(Collection entries)

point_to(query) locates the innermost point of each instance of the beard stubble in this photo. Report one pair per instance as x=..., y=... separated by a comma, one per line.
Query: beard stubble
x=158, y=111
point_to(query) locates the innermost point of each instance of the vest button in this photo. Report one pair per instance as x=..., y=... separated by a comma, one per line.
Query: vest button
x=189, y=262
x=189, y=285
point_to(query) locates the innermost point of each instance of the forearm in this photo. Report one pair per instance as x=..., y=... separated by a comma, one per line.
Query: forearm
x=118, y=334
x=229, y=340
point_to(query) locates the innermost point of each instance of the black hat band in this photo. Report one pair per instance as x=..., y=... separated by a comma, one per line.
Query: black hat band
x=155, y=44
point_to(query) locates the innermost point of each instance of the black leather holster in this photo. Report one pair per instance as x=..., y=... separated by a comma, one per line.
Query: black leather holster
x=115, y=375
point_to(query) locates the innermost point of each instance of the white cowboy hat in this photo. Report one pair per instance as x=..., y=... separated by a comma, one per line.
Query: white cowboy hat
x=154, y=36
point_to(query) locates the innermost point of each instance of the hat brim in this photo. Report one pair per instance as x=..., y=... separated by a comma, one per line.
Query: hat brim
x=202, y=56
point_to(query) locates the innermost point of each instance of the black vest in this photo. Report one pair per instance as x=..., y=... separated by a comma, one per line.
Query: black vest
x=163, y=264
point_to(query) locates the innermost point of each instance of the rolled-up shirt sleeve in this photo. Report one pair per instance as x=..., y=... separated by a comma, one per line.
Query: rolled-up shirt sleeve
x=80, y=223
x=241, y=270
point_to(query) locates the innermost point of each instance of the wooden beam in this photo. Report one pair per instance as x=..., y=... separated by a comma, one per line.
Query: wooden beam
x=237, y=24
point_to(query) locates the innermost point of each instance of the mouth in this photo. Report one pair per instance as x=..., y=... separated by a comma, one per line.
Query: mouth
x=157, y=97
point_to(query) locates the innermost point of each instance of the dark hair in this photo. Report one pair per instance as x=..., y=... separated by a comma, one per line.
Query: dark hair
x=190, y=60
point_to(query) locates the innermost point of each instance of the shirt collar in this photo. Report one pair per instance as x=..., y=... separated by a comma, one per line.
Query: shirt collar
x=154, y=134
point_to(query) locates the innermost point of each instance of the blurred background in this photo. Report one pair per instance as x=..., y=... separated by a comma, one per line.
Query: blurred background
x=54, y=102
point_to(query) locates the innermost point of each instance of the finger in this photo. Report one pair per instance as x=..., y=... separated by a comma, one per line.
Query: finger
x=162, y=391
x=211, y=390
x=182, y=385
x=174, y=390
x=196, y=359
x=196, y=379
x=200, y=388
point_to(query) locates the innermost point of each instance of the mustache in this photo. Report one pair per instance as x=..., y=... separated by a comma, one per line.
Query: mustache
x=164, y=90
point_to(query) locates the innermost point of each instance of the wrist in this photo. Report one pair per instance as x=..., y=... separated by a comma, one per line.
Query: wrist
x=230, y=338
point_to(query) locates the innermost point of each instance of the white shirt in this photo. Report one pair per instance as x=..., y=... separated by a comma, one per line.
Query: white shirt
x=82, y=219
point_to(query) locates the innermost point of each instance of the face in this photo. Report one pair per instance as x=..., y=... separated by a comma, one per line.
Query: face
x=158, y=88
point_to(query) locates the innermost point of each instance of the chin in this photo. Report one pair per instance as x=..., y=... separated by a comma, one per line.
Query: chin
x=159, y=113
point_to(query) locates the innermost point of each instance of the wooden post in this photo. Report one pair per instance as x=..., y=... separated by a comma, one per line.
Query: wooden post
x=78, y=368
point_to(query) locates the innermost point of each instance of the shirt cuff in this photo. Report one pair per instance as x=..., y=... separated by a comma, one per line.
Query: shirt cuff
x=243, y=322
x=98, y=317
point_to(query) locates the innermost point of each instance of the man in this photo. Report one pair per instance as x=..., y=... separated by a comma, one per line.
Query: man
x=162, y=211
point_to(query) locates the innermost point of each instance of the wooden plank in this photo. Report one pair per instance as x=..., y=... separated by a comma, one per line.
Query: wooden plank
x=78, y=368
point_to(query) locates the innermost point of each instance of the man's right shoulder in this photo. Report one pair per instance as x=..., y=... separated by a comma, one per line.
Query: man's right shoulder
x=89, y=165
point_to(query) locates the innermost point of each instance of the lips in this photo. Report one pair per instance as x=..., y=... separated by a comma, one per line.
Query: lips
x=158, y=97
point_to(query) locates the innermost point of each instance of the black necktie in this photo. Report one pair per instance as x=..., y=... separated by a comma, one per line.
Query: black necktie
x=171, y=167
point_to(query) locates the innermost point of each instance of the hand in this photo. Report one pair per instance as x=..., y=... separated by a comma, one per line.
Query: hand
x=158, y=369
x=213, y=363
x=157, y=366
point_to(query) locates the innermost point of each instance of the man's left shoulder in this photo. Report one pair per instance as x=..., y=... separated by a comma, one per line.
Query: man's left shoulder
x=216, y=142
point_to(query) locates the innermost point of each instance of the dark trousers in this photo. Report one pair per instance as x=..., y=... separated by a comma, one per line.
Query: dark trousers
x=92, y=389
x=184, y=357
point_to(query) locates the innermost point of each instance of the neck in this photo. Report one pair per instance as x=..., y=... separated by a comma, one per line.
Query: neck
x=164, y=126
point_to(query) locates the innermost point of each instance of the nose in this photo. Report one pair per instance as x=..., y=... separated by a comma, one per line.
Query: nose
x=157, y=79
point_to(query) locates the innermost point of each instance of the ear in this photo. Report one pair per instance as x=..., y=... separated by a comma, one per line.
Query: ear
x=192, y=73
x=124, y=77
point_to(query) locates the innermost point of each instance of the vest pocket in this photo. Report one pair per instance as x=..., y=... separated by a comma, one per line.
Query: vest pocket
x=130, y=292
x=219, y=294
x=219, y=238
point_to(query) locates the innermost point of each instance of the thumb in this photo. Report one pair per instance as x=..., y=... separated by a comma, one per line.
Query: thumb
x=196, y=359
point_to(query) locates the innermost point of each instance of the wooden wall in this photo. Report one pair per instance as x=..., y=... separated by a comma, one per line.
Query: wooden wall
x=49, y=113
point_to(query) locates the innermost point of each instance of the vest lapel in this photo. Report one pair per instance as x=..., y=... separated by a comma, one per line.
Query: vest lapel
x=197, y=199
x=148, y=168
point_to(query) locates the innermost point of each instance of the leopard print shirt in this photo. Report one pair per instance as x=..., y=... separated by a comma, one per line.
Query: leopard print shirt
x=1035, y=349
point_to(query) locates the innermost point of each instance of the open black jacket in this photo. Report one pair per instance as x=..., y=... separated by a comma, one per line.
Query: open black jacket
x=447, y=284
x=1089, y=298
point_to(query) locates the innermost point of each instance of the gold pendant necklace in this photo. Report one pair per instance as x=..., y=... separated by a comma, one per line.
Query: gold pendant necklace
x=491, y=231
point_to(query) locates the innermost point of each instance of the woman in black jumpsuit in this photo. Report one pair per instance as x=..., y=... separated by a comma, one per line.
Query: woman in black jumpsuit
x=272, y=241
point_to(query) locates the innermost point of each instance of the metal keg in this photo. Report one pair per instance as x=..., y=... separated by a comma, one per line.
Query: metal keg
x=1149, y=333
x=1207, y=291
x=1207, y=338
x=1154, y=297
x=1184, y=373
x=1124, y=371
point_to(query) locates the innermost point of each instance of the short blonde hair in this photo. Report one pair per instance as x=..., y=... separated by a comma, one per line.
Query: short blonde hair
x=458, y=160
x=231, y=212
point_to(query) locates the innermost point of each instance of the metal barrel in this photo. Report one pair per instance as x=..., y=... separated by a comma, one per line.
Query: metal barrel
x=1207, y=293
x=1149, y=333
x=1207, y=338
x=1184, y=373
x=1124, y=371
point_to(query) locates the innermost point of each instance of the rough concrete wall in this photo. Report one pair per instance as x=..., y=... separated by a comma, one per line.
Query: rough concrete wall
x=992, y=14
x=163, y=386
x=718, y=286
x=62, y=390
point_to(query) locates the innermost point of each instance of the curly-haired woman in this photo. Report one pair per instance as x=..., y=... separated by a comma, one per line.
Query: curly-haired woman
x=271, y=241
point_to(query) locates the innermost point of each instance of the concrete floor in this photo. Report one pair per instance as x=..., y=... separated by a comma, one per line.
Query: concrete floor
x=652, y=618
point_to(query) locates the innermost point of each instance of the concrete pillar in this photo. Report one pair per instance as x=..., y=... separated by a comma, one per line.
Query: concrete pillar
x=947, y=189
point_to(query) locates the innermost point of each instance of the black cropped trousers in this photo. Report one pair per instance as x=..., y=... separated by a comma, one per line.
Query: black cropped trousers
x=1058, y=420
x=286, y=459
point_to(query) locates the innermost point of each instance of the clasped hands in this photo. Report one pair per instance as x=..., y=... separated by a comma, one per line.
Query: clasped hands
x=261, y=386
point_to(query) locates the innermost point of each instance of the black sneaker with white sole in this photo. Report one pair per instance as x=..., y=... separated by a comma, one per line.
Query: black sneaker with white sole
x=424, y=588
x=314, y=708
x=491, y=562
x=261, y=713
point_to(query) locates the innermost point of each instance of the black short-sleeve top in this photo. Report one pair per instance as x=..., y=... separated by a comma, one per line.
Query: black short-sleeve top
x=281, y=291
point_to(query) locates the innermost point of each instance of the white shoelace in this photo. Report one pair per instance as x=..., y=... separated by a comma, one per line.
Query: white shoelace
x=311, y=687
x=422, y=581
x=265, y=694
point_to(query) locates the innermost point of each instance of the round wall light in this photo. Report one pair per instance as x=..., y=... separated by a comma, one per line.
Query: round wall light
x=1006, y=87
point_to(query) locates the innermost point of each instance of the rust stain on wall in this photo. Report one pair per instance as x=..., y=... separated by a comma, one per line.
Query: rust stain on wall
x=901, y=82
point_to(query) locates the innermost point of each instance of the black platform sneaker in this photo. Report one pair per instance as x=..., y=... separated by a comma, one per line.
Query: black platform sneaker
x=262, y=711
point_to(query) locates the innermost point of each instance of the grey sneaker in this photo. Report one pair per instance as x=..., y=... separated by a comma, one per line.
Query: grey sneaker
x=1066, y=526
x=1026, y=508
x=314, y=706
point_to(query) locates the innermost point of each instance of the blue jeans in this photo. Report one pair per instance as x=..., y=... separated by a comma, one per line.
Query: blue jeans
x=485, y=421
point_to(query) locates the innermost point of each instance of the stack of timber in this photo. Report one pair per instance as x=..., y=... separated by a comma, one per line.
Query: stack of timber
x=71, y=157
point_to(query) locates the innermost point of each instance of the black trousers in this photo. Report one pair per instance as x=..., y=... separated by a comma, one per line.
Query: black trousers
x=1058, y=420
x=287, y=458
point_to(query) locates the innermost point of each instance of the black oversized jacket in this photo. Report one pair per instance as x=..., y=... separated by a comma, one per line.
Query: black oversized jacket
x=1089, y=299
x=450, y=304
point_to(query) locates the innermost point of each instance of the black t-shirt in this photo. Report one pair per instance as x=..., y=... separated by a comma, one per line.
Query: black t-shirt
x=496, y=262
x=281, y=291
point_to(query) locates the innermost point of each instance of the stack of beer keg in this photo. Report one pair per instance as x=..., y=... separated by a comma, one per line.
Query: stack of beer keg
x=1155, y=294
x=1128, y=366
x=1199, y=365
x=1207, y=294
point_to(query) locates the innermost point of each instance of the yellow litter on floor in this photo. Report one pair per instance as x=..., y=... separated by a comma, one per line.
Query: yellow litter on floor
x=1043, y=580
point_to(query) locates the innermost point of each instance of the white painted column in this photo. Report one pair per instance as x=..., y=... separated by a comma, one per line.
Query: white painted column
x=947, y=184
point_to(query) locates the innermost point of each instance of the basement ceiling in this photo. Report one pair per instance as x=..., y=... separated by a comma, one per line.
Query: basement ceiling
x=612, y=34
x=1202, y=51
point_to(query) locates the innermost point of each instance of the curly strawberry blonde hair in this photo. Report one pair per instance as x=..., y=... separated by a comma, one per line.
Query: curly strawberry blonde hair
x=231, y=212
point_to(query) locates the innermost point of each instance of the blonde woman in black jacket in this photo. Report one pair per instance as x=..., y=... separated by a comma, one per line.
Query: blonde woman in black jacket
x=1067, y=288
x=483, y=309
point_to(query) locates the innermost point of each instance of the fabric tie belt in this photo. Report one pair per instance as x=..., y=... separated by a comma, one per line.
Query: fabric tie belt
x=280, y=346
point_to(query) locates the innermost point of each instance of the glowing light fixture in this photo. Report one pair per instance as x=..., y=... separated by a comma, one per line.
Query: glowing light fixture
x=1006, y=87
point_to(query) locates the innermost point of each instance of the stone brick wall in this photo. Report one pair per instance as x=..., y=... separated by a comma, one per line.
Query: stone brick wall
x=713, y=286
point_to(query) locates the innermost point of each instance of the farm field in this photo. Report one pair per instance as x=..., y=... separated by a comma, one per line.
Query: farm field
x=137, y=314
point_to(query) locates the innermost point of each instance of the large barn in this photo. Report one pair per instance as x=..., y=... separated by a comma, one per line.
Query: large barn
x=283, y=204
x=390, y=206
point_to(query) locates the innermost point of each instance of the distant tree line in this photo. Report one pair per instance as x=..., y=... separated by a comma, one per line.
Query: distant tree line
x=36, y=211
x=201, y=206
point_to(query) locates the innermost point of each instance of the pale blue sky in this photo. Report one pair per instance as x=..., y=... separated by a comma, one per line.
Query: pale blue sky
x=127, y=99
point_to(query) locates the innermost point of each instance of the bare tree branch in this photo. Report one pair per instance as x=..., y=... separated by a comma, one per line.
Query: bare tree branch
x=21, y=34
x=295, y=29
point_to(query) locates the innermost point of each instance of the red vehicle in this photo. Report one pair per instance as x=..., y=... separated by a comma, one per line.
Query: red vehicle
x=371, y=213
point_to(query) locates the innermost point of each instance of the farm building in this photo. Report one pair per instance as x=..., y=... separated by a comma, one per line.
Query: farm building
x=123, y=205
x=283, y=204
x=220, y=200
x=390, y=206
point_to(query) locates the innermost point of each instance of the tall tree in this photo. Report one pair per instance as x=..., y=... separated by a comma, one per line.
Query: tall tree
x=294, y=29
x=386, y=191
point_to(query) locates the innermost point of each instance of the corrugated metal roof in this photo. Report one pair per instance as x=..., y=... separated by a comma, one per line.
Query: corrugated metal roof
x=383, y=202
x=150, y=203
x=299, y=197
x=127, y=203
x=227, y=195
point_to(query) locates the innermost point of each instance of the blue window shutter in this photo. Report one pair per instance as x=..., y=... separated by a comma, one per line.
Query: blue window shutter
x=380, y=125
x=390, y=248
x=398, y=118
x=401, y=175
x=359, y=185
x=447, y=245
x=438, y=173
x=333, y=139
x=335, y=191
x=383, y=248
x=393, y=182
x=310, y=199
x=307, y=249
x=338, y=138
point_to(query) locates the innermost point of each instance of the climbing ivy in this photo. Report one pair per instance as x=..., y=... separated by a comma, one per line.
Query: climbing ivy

• Exercise objective:
In the data, how many lines hold the word "climbing"? State that number alone.

• Answer to the problem:
2